[Text extract]

SECURITIES AND EXCHANGE COMMISSION

Washington, D.C. 20549

 

 

FORM 8-K

 

 

CURRENT REPORT

Pursuant to Section 13 or 15(d)

of the Securities Exchange Act of 1934

Date of report (Date of earliest event reported): June 24, 2024

 

 

SITIO ROYALTIES CORP.

(Exact name of registrant as specified in its charter)

 

 

 

Delaware   001-41585   88-4140242
(State or other jurisdiction
of incorporation or organization)
  (Commission
File Number)
  (I.R.S. Employer
Identification No.)

1401 Lawrence Street, Suite 1750

Denver, Colorado 80202

(Address of principal executive office and Zip Code)

(720) 640-7620

Registrant’s telephone number, including area code

N/A

(Former Name or Former Address, If Changed Since Last Report)

 

 

Check the appropriate box below if the Form 8-K filing is intended to simultaneously satisfy the filing obligation of the registrant under any of the following provisions (see General Instruction A.2. below):

 

 

Written communication pursuant to Rule 425 under the Securities Act (17 CFR 230.425)

 

 

Soliciting material pursuant to Rule 14a-12 under the Exchange Act (17 CFR 240.14a-12)

 

 

Pre-commencement communication pursuant to Rule 14d-2(b) under the Exchange Act (17 CFR 240.14d-2(b))

 

 

Pre-commencement communication pursuant to Rule 13e-4(c) under the Exchange Act (17 CFR 240.13e-4(c))

Securities registered pursuant to Section 12(b) of the Act:

 

Title of each class

 

Trading
Symbol(s)

 

Name of each exchange

on which registered

Class A common stock, par value $0.0001 per share   STR   New York Stock Exchange

Indicate by check mark whether the registrant is an emerging growth company as defined in Rule 405 of the Securities Act of 1933 (17 CFR §230.405) or Rule 12b-2 of the Securities Exchange Act of 1934 (17 CFR §240.12b-2).

Emerging growth company

If an emerging growth company, indicate by check mark if the registrant has elected not to use the extended transition period for complying with any new or revised financial accounting standards provided pursuant to Section 13(a) of the Exchange Act. ☐

 

 

 


Item 5.02  Departure of Directors or Certain Officers; Election of Directors; Appointment of Certain Officers; Compensatory Arrangements of Certain Officers.

Appointment of Principal Accounting Officer

On June 24, 2024, Dawn K. Smajstrla was appointed Chief Accounting Officer of Sitio Royalties Corp. (the “Company”), effective immediately. In addition, Ms. Smajstrla assumed the role of principal accounting officer from Ms. Carrie Osicka, who will remain the Company’s Chief Financial Officer and principal financial officer.

[Supplied material]

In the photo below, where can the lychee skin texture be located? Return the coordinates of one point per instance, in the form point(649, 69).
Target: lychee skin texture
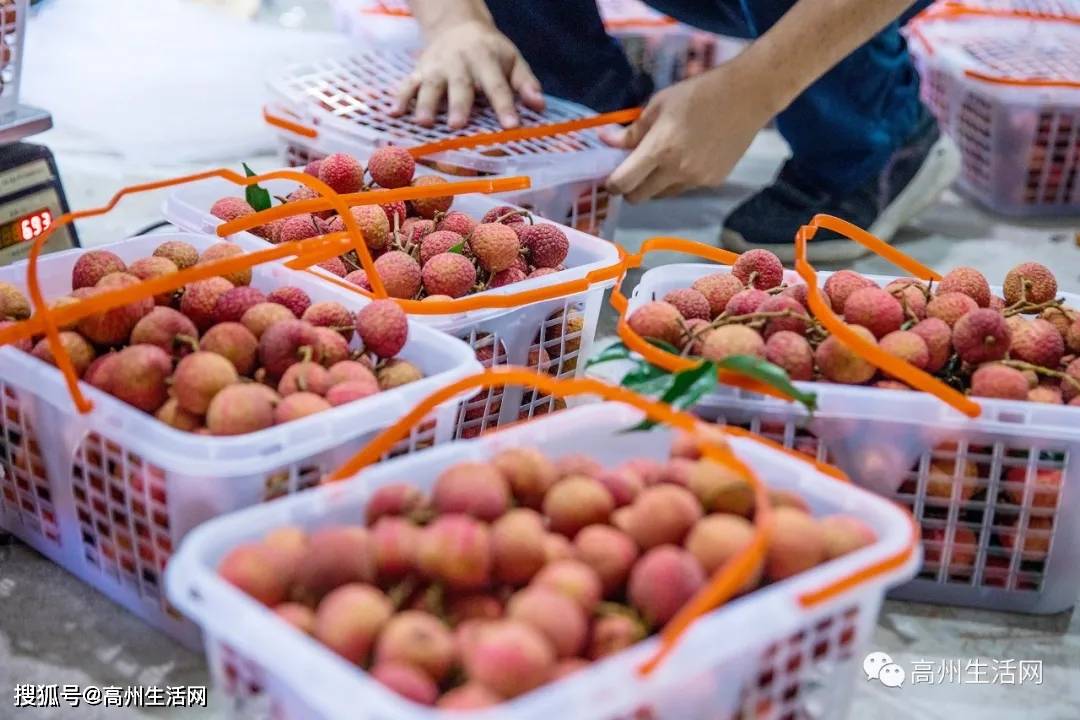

[Given exercise 1]
Answer these questions about the Sitio Royalties filing:
(a) In which state is the company incorporated?
(b) What trading symbol does its Class A common stock use?
(c) Who was appointed Chief Accounting Officer on June 24, 2024?
[Given exercise 2]
Go on with the Sitio Royalties filing from the point where it stops.
The material has no connection to the text.

[Task output 1]
(a) Delaware
(b) STR
(c) Dawn K. Smajstrla

[Task output 2]
Ms. Smajstrla, 53, previously served as Vice President and Chief Accounting Officer of the general partner of Black Stone Minerals, L.P. (NYSE: BSM) from September 2015 through June 2024. Prior to that, she was employed at LRR Energy, LP from December 2013 to September 2015 as Vice President, Controller, and Chief Accounting Officer. She also worked at Goodrich Petroleum from 2010 through 2013 as Vice President, Controller, and Principal Accounting Officer. Ms. Smajstrla was employed by Anadarko Petroleum from 2008 to 2010 in financial reporting and corporate audit roles. Prior to joining Anadarko, Ms. Smajstrla worked in various financial reporting and corporate accounting roles for 13 years. Ms. Smajstrla received B.S. and M.B.A. degrees from The University of Houston. Ms. Smajstrla is a Certified Public Accountant.

In connection with Ms. Smajstrla’s appointment, Ms. Smajstrla’s compensation package includes: (1) an annual base salary of $350,000; (2) an annualized short-term incentive award target value of 36% of base salary in cash; (3) an annualized long-term incentive award target value of 200% of base salary under the Company’s Long-Term Incentive Plan (the “LTIP”) beginning in 2024, 75% of which is comprised of restricted stock units (“RSUs”) and 25% of which is comprised of performance share units (“PSUs”); and (4) a one-time grant under the LTIP of 26,750 RSUs, which vest ratably over a three-year period, and 15,604 PSUs, which cliff vest on the three year anniversary of the grant date. Ms. Smajstrla is expected to also be eligible to participate in the Company’s Severance Plan.

Other than as disclosed in this Report, there are no arrangements or understandings between Ms. Smajstrla and any other person pursuant to which she was selected as our Chief Accounting Officer. Ms. Smajstrla does not have any family relationship with any director or other officer of the Company or any person nominated or chosen by the Company to become a director or officer. There are no transactions in which Ms. Smajstrla has an interest requiring disclosure under Item 404(a) of Regulation S-K.

Item 9.01 Financial Statements and Exhibits.

(d) Exhibits.

 

Exhibit

Number

  

Description

104    Cover Page Interactive Data File (embedded within the Inline XBRL document)

 


SIGNATURES

Pursuant to the requirements of the Securities Exchange Act of 1934, the registrant has duly caused this report to be signed on its behalf by the undersigned hereunto duly authorized.

 

    Sitio Royalties Corp.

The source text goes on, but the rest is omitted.